### Extracted entries

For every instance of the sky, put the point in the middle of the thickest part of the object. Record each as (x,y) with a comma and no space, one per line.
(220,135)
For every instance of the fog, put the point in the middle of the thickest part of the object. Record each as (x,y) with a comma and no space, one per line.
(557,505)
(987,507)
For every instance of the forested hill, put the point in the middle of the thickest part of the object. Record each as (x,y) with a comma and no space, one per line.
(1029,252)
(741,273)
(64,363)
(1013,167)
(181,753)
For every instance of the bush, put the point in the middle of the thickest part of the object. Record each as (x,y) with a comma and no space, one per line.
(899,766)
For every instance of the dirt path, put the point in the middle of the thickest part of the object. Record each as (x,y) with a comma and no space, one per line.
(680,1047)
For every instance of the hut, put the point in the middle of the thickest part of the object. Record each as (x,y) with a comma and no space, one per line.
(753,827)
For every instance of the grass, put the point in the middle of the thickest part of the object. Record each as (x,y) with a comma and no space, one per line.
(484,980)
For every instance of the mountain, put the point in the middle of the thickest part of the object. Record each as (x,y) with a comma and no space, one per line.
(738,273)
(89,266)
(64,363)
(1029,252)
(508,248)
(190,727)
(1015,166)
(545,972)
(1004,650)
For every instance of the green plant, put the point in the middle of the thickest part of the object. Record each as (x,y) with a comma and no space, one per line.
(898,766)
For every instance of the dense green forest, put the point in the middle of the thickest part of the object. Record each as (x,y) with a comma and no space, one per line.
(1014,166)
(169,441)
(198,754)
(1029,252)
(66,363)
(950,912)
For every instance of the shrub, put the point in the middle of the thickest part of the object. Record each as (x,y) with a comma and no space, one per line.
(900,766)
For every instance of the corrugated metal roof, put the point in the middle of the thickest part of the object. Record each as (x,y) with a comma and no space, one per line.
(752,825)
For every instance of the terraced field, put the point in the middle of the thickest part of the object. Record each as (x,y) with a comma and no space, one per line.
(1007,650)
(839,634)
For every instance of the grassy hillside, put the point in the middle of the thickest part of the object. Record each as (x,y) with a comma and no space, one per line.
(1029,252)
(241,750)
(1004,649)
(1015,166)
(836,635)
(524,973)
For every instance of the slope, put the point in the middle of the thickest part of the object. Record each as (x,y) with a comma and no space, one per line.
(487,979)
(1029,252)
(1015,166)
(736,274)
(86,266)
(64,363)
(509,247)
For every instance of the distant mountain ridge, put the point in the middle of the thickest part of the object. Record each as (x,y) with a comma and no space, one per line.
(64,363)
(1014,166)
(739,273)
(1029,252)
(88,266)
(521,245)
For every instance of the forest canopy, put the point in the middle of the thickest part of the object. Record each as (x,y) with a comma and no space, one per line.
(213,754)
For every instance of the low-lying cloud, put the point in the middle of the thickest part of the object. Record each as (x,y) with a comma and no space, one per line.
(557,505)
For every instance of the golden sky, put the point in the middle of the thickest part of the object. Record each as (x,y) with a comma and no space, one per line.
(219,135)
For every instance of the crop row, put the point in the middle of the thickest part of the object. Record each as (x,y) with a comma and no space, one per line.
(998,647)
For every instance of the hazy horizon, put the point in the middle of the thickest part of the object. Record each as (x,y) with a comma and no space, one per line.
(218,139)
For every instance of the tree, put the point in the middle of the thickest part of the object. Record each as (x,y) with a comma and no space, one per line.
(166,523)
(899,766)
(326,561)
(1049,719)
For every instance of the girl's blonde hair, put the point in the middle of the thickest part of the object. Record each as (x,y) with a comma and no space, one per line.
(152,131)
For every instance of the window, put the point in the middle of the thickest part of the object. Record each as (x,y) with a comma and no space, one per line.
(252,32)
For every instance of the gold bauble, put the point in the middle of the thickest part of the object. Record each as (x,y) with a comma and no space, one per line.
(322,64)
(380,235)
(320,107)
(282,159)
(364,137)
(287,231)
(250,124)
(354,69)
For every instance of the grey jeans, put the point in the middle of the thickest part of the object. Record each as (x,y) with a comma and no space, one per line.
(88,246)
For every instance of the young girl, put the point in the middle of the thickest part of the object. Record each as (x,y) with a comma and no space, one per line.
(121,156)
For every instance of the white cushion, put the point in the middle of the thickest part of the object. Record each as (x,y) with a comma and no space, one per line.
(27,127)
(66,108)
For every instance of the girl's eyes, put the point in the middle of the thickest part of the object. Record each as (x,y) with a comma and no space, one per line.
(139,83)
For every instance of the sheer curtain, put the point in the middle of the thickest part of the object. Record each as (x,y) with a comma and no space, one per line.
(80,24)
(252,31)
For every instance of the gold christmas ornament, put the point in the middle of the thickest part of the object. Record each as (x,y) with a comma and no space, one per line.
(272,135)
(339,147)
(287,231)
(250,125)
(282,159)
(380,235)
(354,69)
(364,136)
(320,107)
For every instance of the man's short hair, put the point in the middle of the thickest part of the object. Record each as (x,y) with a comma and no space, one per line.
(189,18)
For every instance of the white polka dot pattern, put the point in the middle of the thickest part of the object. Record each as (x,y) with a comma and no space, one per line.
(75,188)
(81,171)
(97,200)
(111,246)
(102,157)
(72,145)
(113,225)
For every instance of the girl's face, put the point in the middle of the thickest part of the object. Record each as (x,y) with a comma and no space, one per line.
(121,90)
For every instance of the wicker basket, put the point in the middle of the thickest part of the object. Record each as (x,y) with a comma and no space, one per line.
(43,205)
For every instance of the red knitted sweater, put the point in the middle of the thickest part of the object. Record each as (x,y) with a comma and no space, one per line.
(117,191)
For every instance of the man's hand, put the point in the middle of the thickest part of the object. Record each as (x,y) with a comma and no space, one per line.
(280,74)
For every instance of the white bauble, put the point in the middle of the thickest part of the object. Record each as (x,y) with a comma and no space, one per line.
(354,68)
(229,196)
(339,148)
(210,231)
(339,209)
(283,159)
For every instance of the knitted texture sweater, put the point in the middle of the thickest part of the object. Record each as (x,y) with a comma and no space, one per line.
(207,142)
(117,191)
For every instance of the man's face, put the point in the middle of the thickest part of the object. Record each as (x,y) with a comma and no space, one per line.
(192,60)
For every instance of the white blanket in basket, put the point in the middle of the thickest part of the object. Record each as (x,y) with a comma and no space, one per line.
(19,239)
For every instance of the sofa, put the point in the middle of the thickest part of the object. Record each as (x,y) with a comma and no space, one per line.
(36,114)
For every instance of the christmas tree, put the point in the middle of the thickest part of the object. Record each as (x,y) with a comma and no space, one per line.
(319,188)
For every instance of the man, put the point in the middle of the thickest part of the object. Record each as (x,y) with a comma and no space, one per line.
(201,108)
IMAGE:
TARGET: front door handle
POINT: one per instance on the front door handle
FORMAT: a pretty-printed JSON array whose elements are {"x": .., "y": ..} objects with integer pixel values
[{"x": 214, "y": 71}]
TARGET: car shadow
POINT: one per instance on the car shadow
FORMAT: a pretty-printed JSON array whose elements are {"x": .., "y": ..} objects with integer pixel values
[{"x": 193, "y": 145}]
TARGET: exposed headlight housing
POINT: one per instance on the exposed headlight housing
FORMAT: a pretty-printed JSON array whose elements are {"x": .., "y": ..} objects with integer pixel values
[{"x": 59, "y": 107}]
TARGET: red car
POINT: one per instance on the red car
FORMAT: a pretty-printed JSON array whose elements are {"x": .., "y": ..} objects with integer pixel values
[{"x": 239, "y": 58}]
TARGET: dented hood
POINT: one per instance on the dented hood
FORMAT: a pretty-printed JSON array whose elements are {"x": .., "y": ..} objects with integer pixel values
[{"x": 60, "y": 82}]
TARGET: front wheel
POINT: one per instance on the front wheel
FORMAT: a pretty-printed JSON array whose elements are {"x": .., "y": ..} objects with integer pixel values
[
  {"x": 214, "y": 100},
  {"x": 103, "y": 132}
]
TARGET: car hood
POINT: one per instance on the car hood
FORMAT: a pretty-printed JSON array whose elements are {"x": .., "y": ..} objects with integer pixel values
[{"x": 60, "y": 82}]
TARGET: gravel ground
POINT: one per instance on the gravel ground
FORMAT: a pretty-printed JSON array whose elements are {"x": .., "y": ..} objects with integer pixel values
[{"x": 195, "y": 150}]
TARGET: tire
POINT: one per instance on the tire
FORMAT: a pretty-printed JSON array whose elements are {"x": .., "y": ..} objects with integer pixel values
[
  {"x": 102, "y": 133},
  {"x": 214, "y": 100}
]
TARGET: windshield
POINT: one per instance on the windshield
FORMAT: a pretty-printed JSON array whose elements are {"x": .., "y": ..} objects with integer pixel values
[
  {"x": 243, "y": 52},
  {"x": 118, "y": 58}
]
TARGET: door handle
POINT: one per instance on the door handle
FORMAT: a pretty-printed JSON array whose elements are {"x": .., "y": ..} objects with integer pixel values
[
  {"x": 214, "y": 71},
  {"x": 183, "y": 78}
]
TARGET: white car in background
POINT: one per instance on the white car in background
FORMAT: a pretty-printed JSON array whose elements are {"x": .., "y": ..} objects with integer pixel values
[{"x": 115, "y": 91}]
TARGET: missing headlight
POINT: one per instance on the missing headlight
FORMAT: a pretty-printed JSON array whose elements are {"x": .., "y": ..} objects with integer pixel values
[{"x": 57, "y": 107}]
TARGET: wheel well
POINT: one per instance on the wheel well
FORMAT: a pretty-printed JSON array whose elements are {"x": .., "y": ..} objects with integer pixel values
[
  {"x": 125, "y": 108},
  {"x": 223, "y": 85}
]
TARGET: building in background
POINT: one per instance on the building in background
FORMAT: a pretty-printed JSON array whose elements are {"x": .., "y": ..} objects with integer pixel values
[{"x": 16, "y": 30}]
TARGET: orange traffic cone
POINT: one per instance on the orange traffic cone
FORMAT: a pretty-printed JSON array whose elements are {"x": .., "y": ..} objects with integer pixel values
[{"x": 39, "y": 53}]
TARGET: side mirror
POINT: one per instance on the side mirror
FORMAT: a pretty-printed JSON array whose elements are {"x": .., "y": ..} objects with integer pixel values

######

Copy each line exactly, beginning at the one with "POINT: one per instance on the building" and stopping after the last line of the entries. Include nothing else.

POINT: one per instance on the building in background
FORMAT: a pretty-printed JSON array whose elements are {"x": .., "y": ..} objects with integer pixel values
[{"x": 16, "y": 30}]
TARGET: orange traffic cone
POINT: one per instance on the orange traffic cone
FORMAT: a pretty-printed JSON array whose elements are {"x": .., "y": ..} objects with integer pixel values
[{"x": 39, "y": 53}]
TARGET: side mirror
POINT: one per instance on the side mirror
FORMAT: a pretty-printed JSON array whose elements are {"x": .., "y": ..} objects with integer pixel values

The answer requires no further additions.